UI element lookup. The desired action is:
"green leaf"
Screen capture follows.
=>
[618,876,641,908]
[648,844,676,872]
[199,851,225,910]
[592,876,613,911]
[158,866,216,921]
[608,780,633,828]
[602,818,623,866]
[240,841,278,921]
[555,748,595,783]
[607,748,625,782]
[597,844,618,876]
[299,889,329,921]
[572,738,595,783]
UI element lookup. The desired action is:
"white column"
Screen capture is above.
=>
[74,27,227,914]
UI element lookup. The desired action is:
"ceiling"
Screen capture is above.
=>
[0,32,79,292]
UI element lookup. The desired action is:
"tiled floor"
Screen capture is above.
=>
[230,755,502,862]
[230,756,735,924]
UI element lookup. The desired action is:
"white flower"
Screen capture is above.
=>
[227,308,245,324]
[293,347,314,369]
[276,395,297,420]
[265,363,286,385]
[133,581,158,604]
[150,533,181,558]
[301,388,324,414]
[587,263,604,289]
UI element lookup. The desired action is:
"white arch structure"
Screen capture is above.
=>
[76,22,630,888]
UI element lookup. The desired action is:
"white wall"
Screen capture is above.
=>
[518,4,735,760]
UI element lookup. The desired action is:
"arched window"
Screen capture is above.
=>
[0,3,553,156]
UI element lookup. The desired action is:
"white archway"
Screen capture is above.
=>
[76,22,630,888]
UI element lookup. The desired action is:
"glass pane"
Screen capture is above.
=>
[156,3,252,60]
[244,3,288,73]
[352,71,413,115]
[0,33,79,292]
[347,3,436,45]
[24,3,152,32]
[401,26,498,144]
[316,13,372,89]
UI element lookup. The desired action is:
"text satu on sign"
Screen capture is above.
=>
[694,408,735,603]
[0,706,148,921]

§ SHORT PROBLEM
Extract every line of the material above that contains the word "white", copying each line in full. Case counts, so match only that capitalization.

§ FINAL ANSWER
"white column"
"white flower"
"white arch structure"
"white wall"
"white archway"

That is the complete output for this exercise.